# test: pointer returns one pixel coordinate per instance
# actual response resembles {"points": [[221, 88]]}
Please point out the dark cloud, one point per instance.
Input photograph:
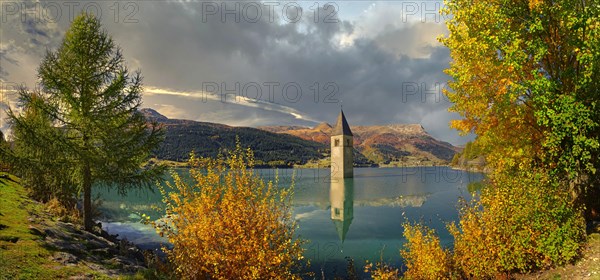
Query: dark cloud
{"points": [[393, 75]]}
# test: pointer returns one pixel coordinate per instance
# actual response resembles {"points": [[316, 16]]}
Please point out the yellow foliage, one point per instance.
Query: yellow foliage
{"points": [[230, 224], [520, 223], [382, 271], [424, 256]]}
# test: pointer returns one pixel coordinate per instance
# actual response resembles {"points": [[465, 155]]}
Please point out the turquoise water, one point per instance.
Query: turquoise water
{"points": [[359, 218]]}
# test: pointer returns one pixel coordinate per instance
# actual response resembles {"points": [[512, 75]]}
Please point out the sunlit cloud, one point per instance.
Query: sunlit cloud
{"points": [[204, 96]]}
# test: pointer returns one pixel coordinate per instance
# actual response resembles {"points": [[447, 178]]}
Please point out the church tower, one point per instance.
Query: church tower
{"points": [[341, 149]]}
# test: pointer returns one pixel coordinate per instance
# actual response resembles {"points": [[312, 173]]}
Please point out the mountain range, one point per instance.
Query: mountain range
{"points": [[393, 144], [383, 145]]}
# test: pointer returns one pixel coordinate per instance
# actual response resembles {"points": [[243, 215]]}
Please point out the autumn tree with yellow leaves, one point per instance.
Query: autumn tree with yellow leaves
{"points": [[525, 81], [229, 224]]}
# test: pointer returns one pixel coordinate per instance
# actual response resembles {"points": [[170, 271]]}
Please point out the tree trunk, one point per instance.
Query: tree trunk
{"points": [[87, 198]]}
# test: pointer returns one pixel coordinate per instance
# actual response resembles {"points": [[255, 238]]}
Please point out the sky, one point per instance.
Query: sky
{"points": [[258, 63]]}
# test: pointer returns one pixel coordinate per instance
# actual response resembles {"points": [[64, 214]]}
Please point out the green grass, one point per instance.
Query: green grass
{"points": [[22, 255]]}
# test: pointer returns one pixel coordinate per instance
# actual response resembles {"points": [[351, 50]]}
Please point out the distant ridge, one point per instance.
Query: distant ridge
{"points": [[399, 144], [208, 139]]}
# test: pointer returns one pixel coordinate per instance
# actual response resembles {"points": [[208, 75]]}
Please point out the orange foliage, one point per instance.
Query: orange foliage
{"points": [[230, 224]]}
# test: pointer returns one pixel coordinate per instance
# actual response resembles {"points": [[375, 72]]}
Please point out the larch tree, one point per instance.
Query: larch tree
{"points": [[91, 102]]}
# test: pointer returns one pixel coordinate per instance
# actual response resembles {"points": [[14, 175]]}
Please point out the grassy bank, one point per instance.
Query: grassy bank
{"points": [[23, 254]]}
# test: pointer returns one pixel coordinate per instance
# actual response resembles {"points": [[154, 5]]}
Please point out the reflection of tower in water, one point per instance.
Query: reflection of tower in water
{"points": [[341, 197]]}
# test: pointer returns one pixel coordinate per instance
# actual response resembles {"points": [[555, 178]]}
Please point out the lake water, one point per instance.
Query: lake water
{"points": [[358, 218]]}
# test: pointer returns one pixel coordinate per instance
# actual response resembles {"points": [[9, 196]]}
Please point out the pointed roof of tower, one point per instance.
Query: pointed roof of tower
{"points": [[341, 126]]}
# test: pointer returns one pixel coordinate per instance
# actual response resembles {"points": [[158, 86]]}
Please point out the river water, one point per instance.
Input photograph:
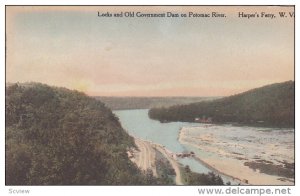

= = =

> _Task objective_: Extract each line of the rows above that contains the string "orange", with case counting in the match.

> _The output_:
Please point out the orange foliage, one point per instance.
Query: orange foliage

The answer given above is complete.